Single by Ryan Adams

from the album Gold
- Released: November 26, 2001
- Genre: Alternative country
- Length: 3:47
- Label: Lost Highway
- Songwriter: Ryan Adams

Ryan Adams singles chronology
|  | "New York, New York" (2001) | "Answering Bell" (2002) |

= New York, New York (Ryan Adams song) =

"New York, New York" is the debut solo single by American singer-songwriter Ryan Adams. It was the lead single to his second studio album, Gold (2001).

The song was supposed to be released on September 11, 2001, but following the terrorist attacks, it was postponed to November 26. The single reached No. 53 in the UK in December 2001 and No. 18 on the Adult Top 40 chart in the US. The song earned Adams a Grammy Award nomination for Best Male Rock Vocal Performance.

Following the attacks, the song was seen by many as an inspirational anthem of healing for New York City. Two months after the attack, Adams performed the song on Saturday Night Live.

In 2009, the song was included in The Guardian newspaper's "1000 Songs Everyone Must Hear". It features a closing saxophone solo by a young Kamasi Washington.

==Background==
Adams wrote the song about an ex-lover from his brief time in New York during his early 20s. A native of North Carolina, he lived in New York two years before the release of the song. The song was written about Amy Lombardi, who also inspired the breakup songs on his debut album Heartbreaker. Adams moved to New York in order to be in a relationship with her. The single, and Adams' second album Gold, were originally scheduled for release on September 11, 2001, but the release date was postponed to November following the terrorist attacks.

The song's lyrics mention several lower Manhattan geographic references, including the intersection of Avenue A and 10th Street (where Adams and Lombardi's apartment was), the Second Avenue subway station, Houston Street, Avenue B, and an Upper West Side church.

**Stated goal 1**
Decide whether each statement agrees with the article on the song "New York, New York": (a) the single was first meant to come out on September 11, 2001; (b) the single peaked at No. 18 in the UK; (c) the song closes with a saxophone solo by Kamasi Washington. For each, answer yes or no and quote the deciding words from the article.

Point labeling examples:
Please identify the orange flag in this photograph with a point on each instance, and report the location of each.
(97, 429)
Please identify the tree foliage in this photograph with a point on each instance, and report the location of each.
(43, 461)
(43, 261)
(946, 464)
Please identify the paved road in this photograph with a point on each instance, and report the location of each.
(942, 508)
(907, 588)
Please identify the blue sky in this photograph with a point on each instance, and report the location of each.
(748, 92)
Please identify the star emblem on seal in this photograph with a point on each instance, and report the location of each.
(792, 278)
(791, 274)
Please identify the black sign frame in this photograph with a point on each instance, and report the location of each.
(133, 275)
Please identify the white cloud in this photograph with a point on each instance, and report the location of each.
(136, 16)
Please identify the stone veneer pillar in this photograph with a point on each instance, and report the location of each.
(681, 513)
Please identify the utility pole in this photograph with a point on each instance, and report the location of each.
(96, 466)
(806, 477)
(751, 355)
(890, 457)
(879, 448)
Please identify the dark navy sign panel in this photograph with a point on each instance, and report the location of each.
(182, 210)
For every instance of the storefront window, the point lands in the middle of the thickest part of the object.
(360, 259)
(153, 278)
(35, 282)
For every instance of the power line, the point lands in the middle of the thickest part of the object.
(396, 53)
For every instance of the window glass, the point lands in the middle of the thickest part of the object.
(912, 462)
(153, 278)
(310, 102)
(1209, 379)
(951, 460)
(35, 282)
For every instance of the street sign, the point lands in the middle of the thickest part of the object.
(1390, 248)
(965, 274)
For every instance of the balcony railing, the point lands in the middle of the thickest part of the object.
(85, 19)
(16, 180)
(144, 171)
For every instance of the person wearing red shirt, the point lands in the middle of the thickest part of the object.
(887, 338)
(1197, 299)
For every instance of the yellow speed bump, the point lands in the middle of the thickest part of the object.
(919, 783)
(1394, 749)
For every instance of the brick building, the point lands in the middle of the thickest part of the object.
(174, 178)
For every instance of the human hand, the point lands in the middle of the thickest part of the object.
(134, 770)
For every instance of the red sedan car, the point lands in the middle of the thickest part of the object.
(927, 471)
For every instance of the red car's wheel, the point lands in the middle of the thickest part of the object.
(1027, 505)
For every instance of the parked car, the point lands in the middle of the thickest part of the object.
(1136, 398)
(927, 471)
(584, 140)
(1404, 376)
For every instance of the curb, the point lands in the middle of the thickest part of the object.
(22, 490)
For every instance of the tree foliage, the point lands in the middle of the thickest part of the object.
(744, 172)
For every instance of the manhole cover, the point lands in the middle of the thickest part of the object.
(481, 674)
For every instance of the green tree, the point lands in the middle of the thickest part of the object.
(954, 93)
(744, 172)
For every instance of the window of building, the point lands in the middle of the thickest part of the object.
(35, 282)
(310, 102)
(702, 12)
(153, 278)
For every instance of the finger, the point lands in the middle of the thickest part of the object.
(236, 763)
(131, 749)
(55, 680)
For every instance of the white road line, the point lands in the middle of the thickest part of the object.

**Stated goal 2**
Express the stretch of the listing from the line containing "For every instance of the balcony" through the line containing "(1394, 749)" as a Markdown table with the columns Row and Line. Give each line its own numbered row and leave out blank lines.

**Full output 1**
(a) Yes: "The song was supposed to be released on September 11, 2001"
(b) No: "The single reached No. 53 in the UK in December 2001"
(c) Yes: "It features a closing saxophone solo by a young Kamasi Washington."

**Full output 2**
| Row | Line |
|---|---|
| 1 | For every instance of the balcony railing, the point lands in the middle of the thickest part of the object. |
| 2 | (85, 19) |
| 3 | (16, 180) |
| 4 | (144, 171) |
| 5 | For every instance of the person wearing red shirt, the point lands in the middle of the thickest part of the object. |
| 6 | (887, 338) |
| 7 | (1197, 299) |
| 8 | For every instance of the yellow speed bump, the point lands in the middle of the thickest part of the object. |
| 9 | (919, 783) |
| 10 | (1394, 749) |